** How to complete this task **
Set down all of the records exactly.

** Listed records **
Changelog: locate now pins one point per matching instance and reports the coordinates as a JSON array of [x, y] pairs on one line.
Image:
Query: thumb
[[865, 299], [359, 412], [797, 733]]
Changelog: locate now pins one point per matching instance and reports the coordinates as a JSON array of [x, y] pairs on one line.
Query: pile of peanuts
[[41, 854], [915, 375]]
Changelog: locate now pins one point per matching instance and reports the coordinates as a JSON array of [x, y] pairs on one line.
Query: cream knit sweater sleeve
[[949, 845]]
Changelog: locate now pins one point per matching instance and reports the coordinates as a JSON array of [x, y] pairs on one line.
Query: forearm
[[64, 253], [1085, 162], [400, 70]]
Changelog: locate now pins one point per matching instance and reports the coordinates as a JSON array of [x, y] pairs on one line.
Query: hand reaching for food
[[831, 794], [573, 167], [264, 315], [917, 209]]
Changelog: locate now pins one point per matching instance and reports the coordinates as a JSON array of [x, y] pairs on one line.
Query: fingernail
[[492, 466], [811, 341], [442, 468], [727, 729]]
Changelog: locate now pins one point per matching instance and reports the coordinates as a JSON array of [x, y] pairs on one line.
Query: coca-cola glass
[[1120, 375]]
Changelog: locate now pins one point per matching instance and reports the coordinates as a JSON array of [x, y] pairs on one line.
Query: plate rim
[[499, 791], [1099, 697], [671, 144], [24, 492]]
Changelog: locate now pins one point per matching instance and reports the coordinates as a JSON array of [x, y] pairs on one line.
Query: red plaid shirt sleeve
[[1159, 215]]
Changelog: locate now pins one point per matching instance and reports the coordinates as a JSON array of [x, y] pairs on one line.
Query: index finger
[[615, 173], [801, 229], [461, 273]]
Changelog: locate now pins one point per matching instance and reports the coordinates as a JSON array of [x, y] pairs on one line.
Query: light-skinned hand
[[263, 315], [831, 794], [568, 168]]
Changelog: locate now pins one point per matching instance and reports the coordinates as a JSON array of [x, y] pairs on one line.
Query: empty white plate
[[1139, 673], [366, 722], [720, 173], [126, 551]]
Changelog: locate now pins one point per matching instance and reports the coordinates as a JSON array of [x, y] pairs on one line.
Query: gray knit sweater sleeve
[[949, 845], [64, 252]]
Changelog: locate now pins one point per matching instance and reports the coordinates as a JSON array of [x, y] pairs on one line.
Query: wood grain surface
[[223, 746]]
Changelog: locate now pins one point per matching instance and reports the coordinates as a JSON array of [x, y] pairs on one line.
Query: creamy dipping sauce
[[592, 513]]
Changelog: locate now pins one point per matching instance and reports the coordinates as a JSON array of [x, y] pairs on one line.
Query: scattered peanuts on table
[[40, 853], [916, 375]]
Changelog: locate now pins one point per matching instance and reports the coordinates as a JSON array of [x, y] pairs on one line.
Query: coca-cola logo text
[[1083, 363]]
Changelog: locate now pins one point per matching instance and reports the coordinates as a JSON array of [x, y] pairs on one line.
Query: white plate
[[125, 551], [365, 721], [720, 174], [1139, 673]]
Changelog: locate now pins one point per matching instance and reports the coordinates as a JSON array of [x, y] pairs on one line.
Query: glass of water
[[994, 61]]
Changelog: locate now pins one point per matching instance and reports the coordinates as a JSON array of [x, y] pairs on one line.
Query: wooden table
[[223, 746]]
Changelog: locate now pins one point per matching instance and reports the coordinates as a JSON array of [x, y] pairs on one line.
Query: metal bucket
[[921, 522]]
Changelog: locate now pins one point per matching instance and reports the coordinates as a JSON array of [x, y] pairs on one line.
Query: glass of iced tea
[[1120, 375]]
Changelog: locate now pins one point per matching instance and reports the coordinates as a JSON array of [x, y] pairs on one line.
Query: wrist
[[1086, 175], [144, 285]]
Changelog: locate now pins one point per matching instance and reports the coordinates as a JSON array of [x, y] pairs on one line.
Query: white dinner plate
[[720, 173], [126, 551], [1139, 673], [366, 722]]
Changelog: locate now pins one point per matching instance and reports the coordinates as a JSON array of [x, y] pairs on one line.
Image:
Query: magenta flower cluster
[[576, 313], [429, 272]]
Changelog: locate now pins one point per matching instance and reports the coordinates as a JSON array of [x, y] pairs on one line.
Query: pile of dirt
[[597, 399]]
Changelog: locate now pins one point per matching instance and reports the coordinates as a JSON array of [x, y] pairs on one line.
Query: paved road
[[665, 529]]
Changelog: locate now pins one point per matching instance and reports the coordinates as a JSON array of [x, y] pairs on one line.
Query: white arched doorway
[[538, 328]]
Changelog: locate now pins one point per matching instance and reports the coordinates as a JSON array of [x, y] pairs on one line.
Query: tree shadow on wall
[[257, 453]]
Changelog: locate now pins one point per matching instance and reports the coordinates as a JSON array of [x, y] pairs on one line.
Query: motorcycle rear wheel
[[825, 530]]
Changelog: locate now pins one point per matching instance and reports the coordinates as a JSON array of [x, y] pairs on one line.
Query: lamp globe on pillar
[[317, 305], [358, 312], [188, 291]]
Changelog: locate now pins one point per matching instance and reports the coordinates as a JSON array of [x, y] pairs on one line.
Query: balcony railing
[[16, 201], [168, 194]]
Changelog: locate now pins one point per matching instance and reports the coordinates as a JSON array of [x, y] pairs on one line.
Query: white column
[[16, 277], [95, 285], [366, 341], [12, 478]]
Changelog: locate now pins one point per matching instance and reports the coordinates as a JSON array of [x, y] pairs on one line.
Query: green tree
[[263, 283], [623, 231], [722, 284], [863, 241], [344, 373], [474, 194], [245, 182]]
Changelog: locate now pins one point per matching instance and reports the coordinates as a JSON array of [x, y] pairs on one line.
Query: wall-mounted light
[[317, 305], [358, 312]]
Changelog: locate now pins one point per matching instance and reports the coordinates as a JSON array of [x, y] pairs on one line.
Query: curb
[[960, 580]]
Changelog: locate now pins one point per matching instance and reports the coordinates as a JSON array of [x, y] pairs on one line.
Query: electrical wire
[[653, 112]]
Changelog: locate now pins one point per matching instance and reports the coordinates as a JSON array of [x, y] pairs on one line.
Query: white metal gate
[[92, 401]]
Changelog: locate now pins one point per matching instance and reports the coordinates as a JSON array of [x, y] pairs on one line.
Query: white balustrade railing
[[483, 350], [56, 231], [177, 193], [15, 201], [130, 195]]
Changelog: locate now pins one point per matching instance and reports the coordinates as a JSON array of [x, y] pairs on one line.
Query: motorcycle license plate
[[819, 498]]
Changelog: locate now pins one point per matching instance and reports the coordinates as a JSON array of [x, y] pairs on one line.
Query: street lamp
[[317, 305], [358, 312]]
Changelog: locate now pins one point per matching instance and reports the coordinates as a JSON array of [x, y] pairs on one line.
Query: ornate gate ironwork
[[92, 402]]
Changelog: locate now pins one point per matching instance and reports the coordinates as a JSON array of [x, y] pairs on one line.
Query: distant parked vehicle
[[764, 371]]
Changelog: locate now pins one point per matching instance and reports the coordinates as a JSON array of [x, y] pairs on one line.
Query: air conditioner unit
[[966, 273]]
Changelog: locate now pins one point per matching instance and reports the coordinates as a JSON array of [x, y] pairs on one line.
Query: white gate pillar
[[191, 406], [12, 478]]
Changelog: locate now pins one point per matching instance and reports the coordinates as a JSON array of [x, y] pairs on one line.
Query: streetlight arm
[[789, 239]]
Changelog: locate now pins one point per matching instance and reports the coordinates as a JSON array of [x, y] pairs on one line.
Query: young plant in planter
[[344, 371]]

** Written solution **
Changelog: locate now pins one point per matching instance and reports the coordinates as a JSON array of [x, y] pairs on one line.
Image:
Query: thumb
[[865, 299], [359, 412], [797, 733]]
Changelog: locate now pins one point per matching instance and reports the coordinates as a JSON array of [x, y] pairs on one line.
Query: pile of peanuts
[[41, 854], [915, 375]]
Changelog: locate now pins one point per matching instance and reports the coordinates as a JSON array of [x, y] pairs on one line.
Query: cream knit sweater sleeve
[[949, 845]]
Changelog: locate now pins one point per matching instance and reports the coordinates as a JSON array of [x, y] pairs on one line.
Query: forearm
[[64, 253], [1085, 162], [400, 70]]
Changelog: locate now pins one point per matching instance and reports the coordinates as a JSON array of [x, y] pairs on one line.
Query: hand reaching for food
[[831, 794], [573, 167], [264, 315], [917, 209]]
Changelog: locate now pins one point per matching instance and reports the coordinates as a JSON array of [x, y] pairs on one line.
Query: fingernail
[[492, 466], [811, 341], [442, 468], [727, 729]]
Changelog: locate now pins one point per matching instance and reports the coordinates as a JSON array of [x, y] pairs on one line.
Query: coca-cola glass
[[1120, 375]]
Changelog: locate now pins one point per matching instance and reports the coordinates as a JSON array of [x, y] pairs on one line.
Query: plate rim
[[499, 791], [1099, 697], [671, 144], [24, 492]]
Changelog: locate now pins one point per matching instance and reports the coordinates as a JSON array of [x, y] pairs on one line.
Query: red plaid shirt sleeve
[[1159, 215]]
Changelog: locate now pins one point per matching instance and reports the coordinates as a JSON array of [x, y] pairs on one line.
Query: index finger
[[615, 173], [801, 229], [461, 273]]
Changelog: locate now pins one point per matching instance and reports the coordinates as a JSON array of [x, y] pairs on one line.
Query: light-skinned hand
[[263, 315], [831, 794], [568, 168]]
Changelog: locate now pins one point per matching instance and reports the coordinates as a JSON array of [x, y] pairs on one line.
Query: empty white plate
[[1139, 673], [366, 722], [720, 173], [126, 551]]
Changelog: locate now pins one point per matching instance and reports the coordinates as a JSON array of [x, y] pairs on one line.
Query: gray knit sweater sleeve
[[949, 845], [64, 252]]
Changelog: locate now pins one point per matching instance and reports the coordinates as a JSON array of [x, y] pairs on one line.
Query: wood grain surface
[[223, 746]]
Changelog: locate now pins one point per matching instance and reports the coordinates as a JSON array of [x, y] pairs on one line.
Query: creamy dipping sauce
[[592, 513]]
Changelog: locate now pins one point per matching instance and reports the coordinates as a JSON array of [x, y] pairs on one line.
Query: scattered peanuts on table
[[40, 853], [916, 375]]
Changelog: locate now pins one point per matching instance and reports the coordinates as a JSON array of [x, y] pairs on one line.
Query: coca-cola logo text
[[1083, 363]]
Changelog: locate now pins one point per matching instance and reports the coordinates as a JSON array of [x, y] pairs on one line.
Query: white plate
[[125, 551], [365, 721], [720, 174], [1139, 673]]
Changelog: locate now pins one point per matching instance and reports the coordinates as a JSON array of [x, y] pairs on one line.
Query: glass of water
[[994, 61]]
Changelog: locate now pins one point per matching instance and reports the coordinates as a JSON array of [x, y] pairs on one line.
Query: wooden table
[[223, 746]]
Changelog: locate now pins one point per matching instance and reports the coordinates as a JSON array of [x, y] pairs on one line.
Query: metal bucket
[[921, 522]]
Changelog: locate now pins one point per matching instance and reports the coordinates as a JSON array of [x, y] pairs on one line.
Query: glass of iced tea
[[1120, 375]]
Changelog: locate now pins one point per matching instance and reports the coordinates as a JSON array of [x, y] pairs on one line.
Query: wrist
[[1086, 175], [144, 285]]
Changelog: locate now pins one point per matching instance and reports the coordinates as a JSON array of [x, y] pairs on one line.
Query: white dinner plate
[[720, 173], [126, 551], [1139, 673], [366, 722]]
Changelog: locate now pins one point per matching instance and reports the coordinates as a JSON array of [x, y] pairs on one line.
Image:
Query: magenta flower cluster
[[576, 313], [429, 272]]
Changelog: locate now pins one point per matching instance and reports the coordinates as a JSON array of [x, y] pairs on one line.
Query: pile of dirt
[[597, 399]]
Changelog: locate now pins one point per matching instance and reports the coordinates as a JSON array of [x, y] pairs on one line.
Query: paved road
[[665, 529]]
Changelog: locate now pins one point per matching instance and reports the coordinates as a JSON array of [x, y] pairs on one line.
Query: white arched doorway
[[538, 328]]
Changelog: locate now pins one point per matching instance and reports the coordinates as a JSON array of [x, y] pairs on one line.
Query: tree shadow on wall
[[257, 453]]
Changelog: locate now pins one point per matching instance and reports the coordinates as a JSON array of [x, y] pairs on one line.
Query: motorcycle rear wheel
[[825, 530]]
Changelog: locate now pins one point per matching instance and reports the coordinates as a JSON array of [x, y] pairs on one line.
Query: lamp globe on pillar
[[317, 305], [358, 312], [188, 291]]
Changelog: locate now pins one point per matching instance and reports the coordinates as a JSON array of [x, y] pairs on one line.
Query: balcony railing
[[16, 201], [168, 194]]
Changelog: locate now pins one point per matching instance and reports the coordinates as a JSON array of [x, y] pairs on one line.
Query: white column
[[16, 277], [95, 285], [366, 341], [12, 478]]
Changelog: locate now pins one point per matching instance and reports the coordinates as a JSON array of [x, y] pairs on one line.
Query: green tree
[[263, 283], [623, 231], [722, 284], [863, 241], [344, 373], [474, 194], [245, 182]]
Changelog: locate now pins one point per matching instance and reports the coordinates as a JSON array of [x, y] pairs on one line.
Query: wall-mounted light
[[317, 305], [358, 312]]
Changelog: locate now pins one point per matching instance and reports the coordinates as a JSON array of [x, y] pairs on one line.
Query: curb
[[960, 580]]
Changelog: locate now pins one point per matching instance and reports the coordinates as a JSON array of [x, y] pairs on one line.
Query: electrical wire
[[653, 112]]
Changelog: locate now pins one point per matching instance and reports the coordinates as a JSON array of [x, y] pairs on one line.
Query: white metal gate
[[92, 401]]
Changelog: locate now pins one point per matching instance and reports the coordinates as a JSON array of [x, y] pairs on one line.
Query: white balustrade railing
[[483, 350], [56, 231], [177, 193], [15, 201], [130, 195]]
Changelog: locate now pins one point per matching instance and reports the coordinates as a JSON array of [x, y] pairs on one line.
Query: motorcycle license plate
[[819, 498]]
Changelog: locate now pins one point per matching instance and reports the coordinates as a JSON array of [x, y] pairs on one line.
Query: street lamp
[[317, 305], [358, 312]]
Changelog: locate now pins one point per matching instance and reports the coordinates as a JSON array of [x, y] pairs on one line.
Query: ornate gate ironwork
[[92, 402]]
Changelog: locate now pins one point per matching instance and reports the coordinates as a JSON array of [x, y] pairs on one line.
Query: distant parked vehicle
[[764, 371]]
Changelog: locate now pins one point per matching instance and reports the coordinates as a JSON array of [x, y] pairs on one line.
Query: air conditioner unit
[[966, 273]]
Changelog: locate now pins one point per matching instance and reports the coordinates as a JSON array of [x, y] pairs on one line.
Query: white gate pillar
[[191, 406], [12, 478]]
Changelog: locate now pins one point per matching instance and reports the coordinates as a JSON array of [x, y] pairs on one line.
Query: streetlight arm
[[789, 239]]
Changelog: locate now pins one point per matching instance and reports the coordinates as a JSON array of [x, y] pairs on one line.
Query: young plant in planter
[[344, 371]]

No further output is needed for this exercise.